▶ [What is needed]
Copy out the material from the line containing "Trace the outline of every instance of the **man's neck**" through the last line, both included, with "Segments" changed to "Regions" and nothing else altered.

▶ [Exercise materials]

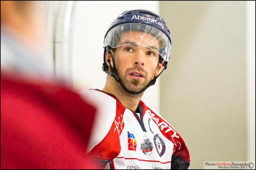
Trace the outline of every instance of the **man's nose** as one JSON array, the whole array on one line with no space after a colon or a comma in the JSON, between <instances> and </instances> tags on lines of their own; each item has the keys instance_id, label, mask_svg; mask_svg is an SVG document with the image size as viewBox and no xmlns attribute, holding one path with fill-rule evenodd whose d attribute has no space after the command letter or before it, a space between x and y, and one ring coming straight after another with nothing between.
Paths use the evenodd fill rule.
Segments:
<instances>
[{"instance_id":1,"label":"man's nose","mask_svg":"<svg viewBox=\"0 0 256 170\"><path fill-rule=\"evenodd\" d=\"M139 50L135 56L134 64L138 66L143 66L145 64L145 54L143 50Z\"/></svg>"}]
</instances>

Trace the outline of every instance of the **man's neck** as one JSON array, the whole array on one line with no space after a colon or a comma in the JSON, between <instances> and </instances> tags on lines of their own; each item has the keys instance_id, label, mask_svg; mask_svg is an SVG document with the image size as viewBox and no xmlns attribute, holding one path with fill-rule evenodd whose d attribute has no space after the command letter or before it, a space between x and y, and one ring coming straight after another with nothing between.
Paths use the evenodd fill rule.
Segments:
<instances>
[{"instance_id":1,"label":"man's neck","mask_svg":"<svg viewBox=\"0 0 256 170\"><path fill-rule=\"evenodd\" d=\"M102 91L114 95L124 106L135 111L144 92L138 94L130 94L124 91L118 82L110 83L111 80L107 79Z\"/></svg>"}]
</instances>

▶ [Answer to the exercise]
Trace the outline of every instance of the **man's neck** as one JSON array, the whole array on one line with no space after a colon or a comma in the JSON, between <instances> and </instances> tags on lines of their own; each item has the keys instance_id, label, mask_svg; mask_svg is an SVG document with the image size as viewBox and no xmlns attribute, holding one path with fill-rule evenodd whose d attribute has no space after the command letter or before it, a space between x and y, and one ring coming straight after another with nothing between.
Paths use the evenodd fill rule.
Regions:
<instances>
[{"instance_id":1,"label":"man's neck","mask_svg":"<svg viewBox=\"0 0 256 170\"><path fill-rule=\"evenodd\" d=\"M102 91L114 95L124 106L135 111L144 92L138 94L130 94L124 91L118 82L110 83L111 80L107 79Z\"/></svg>"}]
</instances>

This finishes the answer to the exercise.